Document extract:
▬▬▬

With my 10th vintage of Tessier, I wanted to re-examine the wine label and give it a fresh, new look. For the original label, I chose a snapshot of yeast cells under a microscope, adding a figure line off to the side to indicate the vintage number. The back of the bottle displays a Louis Pasteur quote that still resonates with me; “Science is art”. I still love that label, but now, ten years later, it doesn’t accurately reflect me or my wine.
Starting out, in 2009, I was still shedding my old life as a scientist. Full of self-doubt, and nervous about messing up my wine, I tried to control every element of winemaking. If it’s one thing I’ve learned with working with Mother Nature; you can’t control everything. You must be flexible and open to change. With each vintage, I gained confidence by seeing how the grapes behaved during fermentation and in barrel. I increased my knowledge by making wine with, and for, other people. I discovered new grapes, obtained new perspectives by travelling to wine regions, befriended other winemakers, and tasted as many wines as I could to keep my palate evolving.
Ten years later, I feel like I’ve hit my stride, found my inner-self and unique winemaking style. I have a voice, and I’m proud of what I say through my Tessier wines. I continue to be influenced and impressed by French natural winemakers and the quest for true expression of Terroir, it’s my goal to make wines that speak of the place where they are grown by the most natural and gentle winemaking I can offer.

▬▬▬

Material shown:
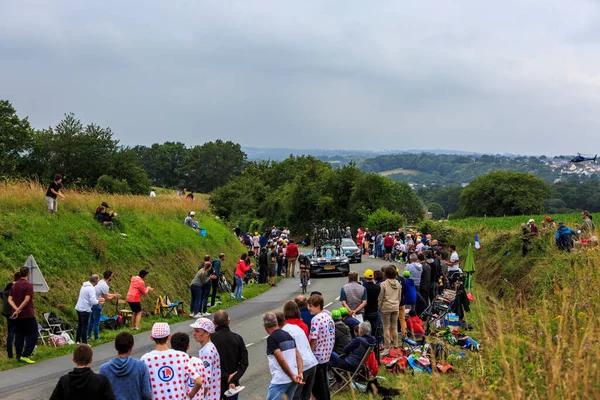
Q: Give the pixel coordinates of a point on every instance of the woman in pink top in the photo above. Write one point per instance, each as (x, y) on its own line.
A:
(137, 288)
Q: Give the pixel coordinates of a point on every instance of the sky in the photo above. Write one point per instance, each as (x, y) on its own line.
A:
(517, 76)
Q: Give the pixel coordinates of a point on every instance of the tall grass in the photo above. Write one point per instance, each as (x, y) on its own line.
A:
(71, 245)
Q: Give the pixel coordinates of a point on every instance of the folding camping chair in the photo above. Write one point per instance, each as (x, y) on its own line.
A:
(43, 334)
(166, 308)
(56, 328)
(342, 377)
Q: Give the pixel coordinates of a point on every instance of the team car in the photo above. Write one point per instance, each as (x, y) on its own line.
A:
(329, 259)
(348, 245)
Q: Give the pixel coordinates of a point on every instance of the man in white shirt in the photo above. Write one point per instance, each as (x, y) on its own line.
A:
(285, 362)
(203, 327)
(170, 370)
(454, 270)
(309, 362)
(87, 299)
(101, 290)
(322, 339)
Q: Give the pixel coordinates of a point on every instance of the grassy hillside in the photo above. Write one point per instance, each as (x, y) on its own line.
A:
(71, 245)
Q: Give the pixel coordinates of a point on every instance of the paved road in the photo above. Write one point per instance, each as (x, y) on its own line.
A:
(36, 382)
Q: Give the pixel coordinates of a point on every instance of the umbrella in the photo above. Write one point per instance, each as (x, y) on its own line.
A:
(469, 268)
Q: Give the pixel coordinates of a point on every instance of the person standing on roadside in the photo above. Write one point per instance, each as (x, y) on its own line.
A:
(52, 192)
(389, 305)
(372, 307)
(7, 312)
(272, 265)
(292, 256)
(232, 353)
(128, 377)
(353, 296)
(214, 278)
(21, 301)
(285, 361)
(101, 290)
(82, 382)
(203, 328)
(309, 362)
(137, 289)
(322, 340)
(87, 299)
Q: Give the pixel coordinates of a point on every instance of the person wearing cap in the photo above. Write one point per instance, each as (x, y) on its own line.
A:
(82, 382)
(203, 328)
(87, 299)
(349, 320)
(137, 289)
(189, 220)
(353, 296)
(233, 354)
(532, 227)
(285, 361)
(128, 377)
(309, 362)
(342, 332)
(169, 369)
(389, 305)
(564, 237)
(372, 307)
(322, 339)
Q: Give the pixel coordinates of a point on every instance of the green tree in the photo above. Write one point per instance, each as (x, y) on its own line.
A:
(384, 220)
(15, 138)
(504, 193)
(213, 164)
(437, 210)
(165, 163)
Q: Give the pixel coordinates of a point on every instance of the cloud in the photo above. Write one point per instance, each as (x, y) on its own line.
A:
(518, 77)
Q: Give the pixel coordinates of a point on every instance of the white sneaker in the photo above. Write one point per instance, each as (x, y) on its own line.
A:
(232, 392)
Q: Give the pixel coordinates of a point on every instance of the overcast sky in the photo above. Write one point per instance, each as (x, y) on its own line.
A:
(519, 76)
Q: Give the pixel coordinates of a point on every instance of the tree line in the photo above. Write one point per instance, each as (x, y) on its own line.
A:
(302, 190)
(512, 193)
(89, 157)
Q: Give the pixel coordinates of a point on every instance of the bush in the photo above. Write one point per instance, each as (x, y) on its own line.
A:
(384, 220)
(108, 184)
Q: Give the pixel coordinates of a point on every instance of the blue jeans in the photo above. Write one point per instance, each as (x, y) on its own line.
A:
(204, 293)
(10, 340)
(239, 285)
(94, 321)
(83, 318)
(276, 392)
(196, 296)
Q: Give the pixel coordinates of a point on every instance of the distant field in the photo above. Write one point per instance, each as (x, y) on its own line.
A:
(512, 222)
(399, 171)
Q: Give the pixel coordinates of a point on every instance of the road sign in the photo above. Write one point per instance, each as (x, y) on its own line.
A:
(35, 276)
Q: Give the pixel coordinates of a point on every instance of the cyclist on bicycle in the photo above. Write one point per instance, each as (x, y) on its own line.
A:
(304, 262)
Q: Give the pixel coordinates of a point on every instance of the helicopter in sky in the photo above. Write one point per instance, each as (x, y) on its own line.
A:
(580, 158)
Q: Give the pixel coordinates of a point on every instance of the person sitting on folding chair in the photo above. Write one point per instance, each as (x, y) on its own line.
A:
(355, 351)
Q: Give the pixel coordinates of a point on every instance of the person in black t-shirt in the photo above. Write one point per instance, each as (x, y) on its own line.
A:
(52, 192)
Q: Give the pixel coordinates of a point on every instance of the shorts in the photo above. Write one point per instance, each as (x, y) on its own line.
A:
(135, 306)
(51, 203)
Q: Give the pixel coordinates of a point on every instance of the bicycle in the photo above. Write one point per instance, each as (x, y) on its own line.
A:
(304, 280)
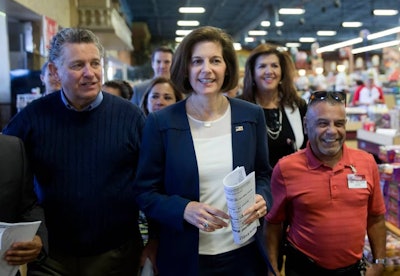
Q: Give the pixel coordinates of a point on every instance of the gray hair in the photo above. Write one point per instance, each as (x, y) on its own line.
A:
(71, 35)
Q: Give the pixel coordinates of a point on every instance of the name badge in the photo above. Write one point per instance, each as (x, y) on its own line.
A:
(356, 181)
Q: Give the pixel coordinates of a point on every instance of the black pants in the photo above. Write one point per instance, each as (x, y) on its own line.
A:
(121, 261)
(298, 264)
(245, 261)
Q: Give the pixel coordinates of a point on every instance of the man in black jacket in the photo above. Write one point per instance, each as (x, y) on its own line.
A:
(18, 202)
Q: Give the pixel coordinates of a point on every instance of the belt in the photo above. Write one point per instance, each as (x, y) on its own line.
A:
(303, 265)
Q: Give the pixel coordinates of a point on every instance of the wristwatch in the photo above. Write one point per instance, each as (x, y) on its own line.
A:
(379, 261)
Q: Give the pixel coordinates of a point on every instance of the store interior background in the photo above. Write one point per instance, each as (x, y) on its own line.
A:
(130, 29)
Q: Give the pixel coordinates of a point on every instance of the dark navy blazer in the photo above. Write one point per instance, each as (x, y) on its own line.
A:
(167, 177)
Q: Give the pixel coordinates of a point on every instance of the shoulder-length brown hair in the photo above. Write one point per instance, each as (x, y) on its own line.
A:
(286, 87)
(183, 54)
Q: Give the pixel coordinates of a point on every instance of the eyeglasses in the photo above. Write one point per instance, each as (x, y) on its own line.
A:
(325, 95)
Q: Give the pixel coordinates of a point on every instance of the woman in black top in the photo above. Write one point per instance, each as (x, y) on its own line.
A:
(269, 82)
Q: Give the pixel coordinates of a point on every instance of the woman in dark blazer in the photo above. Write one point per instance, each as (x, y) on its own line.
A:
(187, 148)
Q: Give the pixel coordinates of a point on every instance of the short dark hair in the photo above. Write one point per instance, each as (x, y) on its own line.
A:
(164, 49)
(123, 86)
(44, 68)
(71, 35)
(183, 55)
(157, 80)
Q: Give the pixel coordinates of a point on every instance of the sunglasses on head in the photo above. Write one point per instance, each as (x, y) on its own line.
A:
(324, 95)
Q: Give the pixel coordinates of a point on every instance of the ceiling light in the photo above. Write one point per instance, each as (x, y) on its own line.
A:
(192, 10)
(291, 11)
(237, 46)
(258, 32)
(307, 39)
(375, 47)
(265, 23)
(319, 70)
(326, 33)
(186, 23)
(354, 24)
(384, 33)
(182, 32)
(385, 12)
(293, 45)
(335, 46)
(302, 72)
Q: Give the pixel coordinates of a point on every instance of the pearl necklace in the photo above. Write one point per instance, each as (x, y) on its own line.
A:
(275, 134)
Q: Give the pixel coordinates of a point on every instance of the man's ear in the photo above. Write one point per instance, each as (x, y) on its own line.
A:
(53, 71)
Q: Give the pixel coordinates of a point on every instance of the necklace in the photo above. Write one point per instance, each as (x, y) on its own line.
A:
(274, 134)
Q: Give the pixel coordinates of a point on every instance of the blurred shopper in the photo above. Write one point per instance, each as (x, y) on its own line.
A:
(368, 93)
(84, 145)
(161, 60)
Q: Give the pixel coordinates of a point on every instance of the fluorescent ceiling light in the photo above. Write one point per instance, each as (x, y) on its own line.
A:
(384, 33)
(375, 46)
(293, 45)
(354, 24)
(385, 12)
(265, 23)
(307, 39)
(192, 10)
(186, 23)
(326, 33)
(237, 46)
(182, 32)
(258, 32)
(335, 46)
(291, 11)
(302, 72)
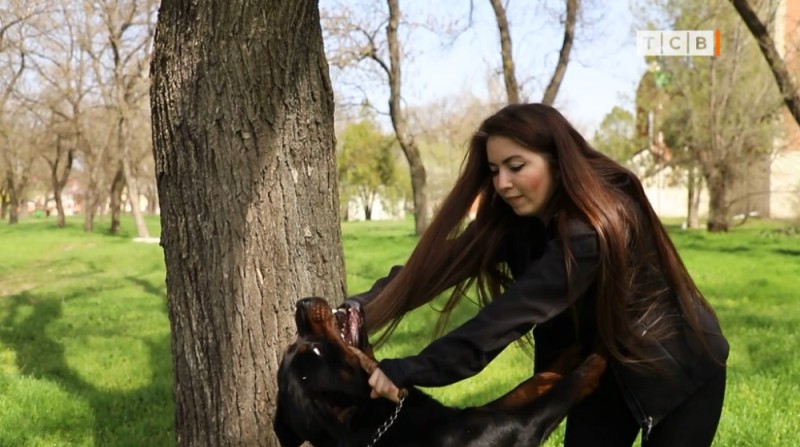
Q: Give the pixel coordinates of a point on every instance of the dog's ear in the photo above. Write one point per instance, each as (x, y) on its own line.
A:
(286, 437)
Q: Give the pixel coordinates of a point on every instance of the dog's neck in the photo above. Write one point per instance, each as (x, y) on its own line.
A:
(412, 418)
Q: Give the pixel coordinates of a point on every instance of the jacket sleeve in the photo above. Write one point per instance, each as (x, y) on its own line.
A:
(539, 294)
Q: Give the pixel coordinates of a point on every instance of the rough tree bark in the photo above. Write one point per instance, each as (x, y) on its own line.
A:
(244, 147)
(400, 122)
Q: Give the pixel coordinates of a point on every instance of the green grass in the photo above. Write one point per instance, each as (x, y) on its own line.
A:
(84, 335)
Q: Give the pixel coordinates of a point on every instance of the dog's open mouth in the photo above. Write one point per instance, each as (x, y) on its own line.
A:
(349, 322)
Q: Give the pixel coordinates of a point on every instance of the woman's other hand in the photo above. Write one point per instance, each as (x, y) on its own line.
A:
(382, 386)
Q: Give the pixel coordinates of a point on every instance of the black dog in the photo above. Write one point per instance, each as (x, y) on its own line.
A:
(324, 398)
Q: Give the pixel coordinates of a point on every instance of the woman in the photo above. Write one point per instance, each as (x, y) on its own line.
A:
(565, 243)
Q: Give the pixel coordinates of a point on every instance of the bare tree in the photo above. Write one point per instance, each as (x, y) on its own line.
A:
(243, 140)
(121, 64)
(16, 31)
(509, 75)
(789, 90)
(364, 42)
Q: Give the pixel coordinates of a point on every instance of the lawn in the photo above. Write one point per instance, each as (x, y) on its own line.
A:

▬▬▬

Say whether each statement agrees with the Tessier label text above: (a) the original label showed yeast cells under a microscope; (b) the Louis Pasteur quote appears on the front of the bottle; (c) the writer is no longer influenced by French natural winemakers. Answer each with yes or no and the deciding words of the text, quoted.

(a) Yes: "For the original label, I chose a snapshot of yeast cells under a microscope"
(b) No: "The back of the bottle displays a Louis Pasteur quote"
(c) No: "I continue to be influenced and impressed by French natural winemakers"